→ **Text under study**:
== Segment start ==

Major crimes detectives arrested 20-year-old Joshua Clifford Walter Bear and charged him with aggravated assault, possession of a weapon and failing to comply with a probation order in relation to the Nov. 17 incident.

The victim, a 26-year-old man, was walking east on Ellice Avenue near Simcoe Street around 12:30 p.m. when a man walking in the opposite direction passed by him. The suspect ran at him from behind and struck him in the head with a hatchet. The victim was rushed to hospital.

John Woods / THE CANADIAN PRESS FILES
                                The man accused in a recent random assault with a hatchet on Ellice Avenue was jailed last fall for his role in a violent robbery with a machete in the North End in 2023.

John Woods / THE CANADIAN PRESS FILES

The man accused in a recent random assault with a hatchet on Ellice Avenue was jailed last fall for his role in a violent robbery with a machete in the North End in 2023.

In September 2024, Bear was sent to jail for two random robberies and breaching a court order. In one of the attacks, a teenage boy received a machete wound to the head that has left a scar.

“People in the city should be able to walk on the street and not have to be subject to… a random violent event like this. It’s not rare that we hear of these incidents, and they seem to be becoming more and more common, at least as it’s reported in the newspaper,” Crown prosecutor David Gilleta said at Bear’s sentencing hearing.

“There seems to be a significant problem with attacks with weapons in the city, on random people, often by people who are youthful as well. So it’s a situation where there needs to be some form of message with respect to Mr. Bear,” he told court.

Around noon on April 27, 2023, Bear and a teenage accomplice were walking on Aberdeen Avenue between Aikins and Charles streets in the North End, Gilleta told court.

A teenage boy, who was carrying an old computer monitor that his school allowed him to take home, was walking down Aberdeen.

The teen was listening to music on his headphones, when he felt a tap on his shoulder, said Gilleta.

When he turned around and got hit in the forehead with a machete.

It was not agreed in court which of the two robbers swung the weapon. It was also unclear whether the pair made off with any of the victim’s items.

The victim ran to a friend’s home nearby, and paramedics and police were called.

Officers arrested Bear after a foot chase.

The victim’s skull was fractured; 12 sutures were required to close the wound.

== Segment end ==

→ **Set of tasks**:
- A) Decide whether each statement agrees with the news report, answering yes or no and quoting the words that settle it: (i) the 26-year-old victim was walking west on Ellice Avenue; (ii) Bear was arrested after a foot chase; (iii) the court agreed on which of the two robbers swung the machete.
- B) Answer these questions using the news report:
(i) How old was the man struck with the hatchet?
(ii) What was the teenage boy carrying on Aberdeen Avenue?
(iii) How many sutures were needed to close the boy's wound?
- C) Reproduce the passage of the news report from "Major crimes detectives" up to and including "rushed to hospital.".
The rows after this point are separate material with no connection to the news report.

(Dataset records)
== Segment start ==

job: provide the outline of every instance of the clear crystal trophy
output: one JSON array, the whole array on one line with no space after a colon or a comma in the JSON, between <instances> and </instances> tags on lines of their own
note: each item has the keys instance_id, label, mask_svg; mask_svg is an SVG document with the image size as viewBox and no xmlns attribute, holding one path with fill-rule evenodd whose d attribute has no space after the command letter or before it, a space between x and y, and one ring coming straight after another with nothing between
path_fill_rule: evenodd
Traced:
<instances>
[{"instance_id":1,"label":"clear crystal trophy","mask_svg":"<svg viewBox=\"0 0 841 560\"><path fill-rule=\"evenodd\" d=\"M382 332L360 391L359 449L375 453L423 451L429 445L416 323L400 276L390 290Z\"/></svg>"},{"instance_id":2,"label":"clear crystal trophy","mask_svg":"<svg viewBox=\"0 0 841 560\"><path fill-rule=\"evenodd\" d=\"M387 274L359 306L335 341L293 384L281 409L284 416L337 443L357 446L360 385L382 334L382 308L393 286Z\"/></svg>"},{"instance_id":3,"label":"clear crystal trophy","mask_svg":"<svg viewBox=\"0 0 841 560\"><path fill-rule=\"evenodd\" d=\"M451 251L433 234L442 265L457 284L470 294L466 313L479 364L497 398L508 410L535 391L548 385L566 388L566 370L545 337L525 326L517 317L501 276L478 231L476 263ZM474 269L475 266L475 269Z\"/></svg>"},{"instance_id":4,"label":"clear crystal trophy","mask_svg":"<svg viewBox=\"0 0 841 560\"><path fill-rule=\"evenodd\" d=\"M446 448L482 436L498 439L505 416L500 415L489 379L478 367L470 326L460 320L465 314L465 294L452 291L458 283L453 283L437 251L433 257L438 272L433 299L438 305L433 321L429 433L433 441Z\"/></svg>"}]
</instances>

== Segment end ==

→ **Outputs by task**:
- A)
(i) No: "was walking east on Ellice Avenue near Simcoe Street"
(ii) Yes: "Officers arrested Bear after a foot chase."
(iii) No: "It was not agreed in court which of the two robbers swung the weapon."

- B)
(i) 26
(ii) An old computer monitor that his school allowed him to take home
(iii) 12

- C)
Major crimes detectives arrested 20-year-old Joshua Clifford Walter Bear and charged him with aggravated assault, possession of a weapon and failing to comply with a probation order in relation to the Nov. 17 incident.

The victim, a 26-year-old man, was walking east on Ellice Avenue near Simcoe Street around 12:30 p.m. when a man walking in the opposite direction passed by him. The suspect ran at him from behind and struck him in the head with a hatchet. The victim was rushed to hospital.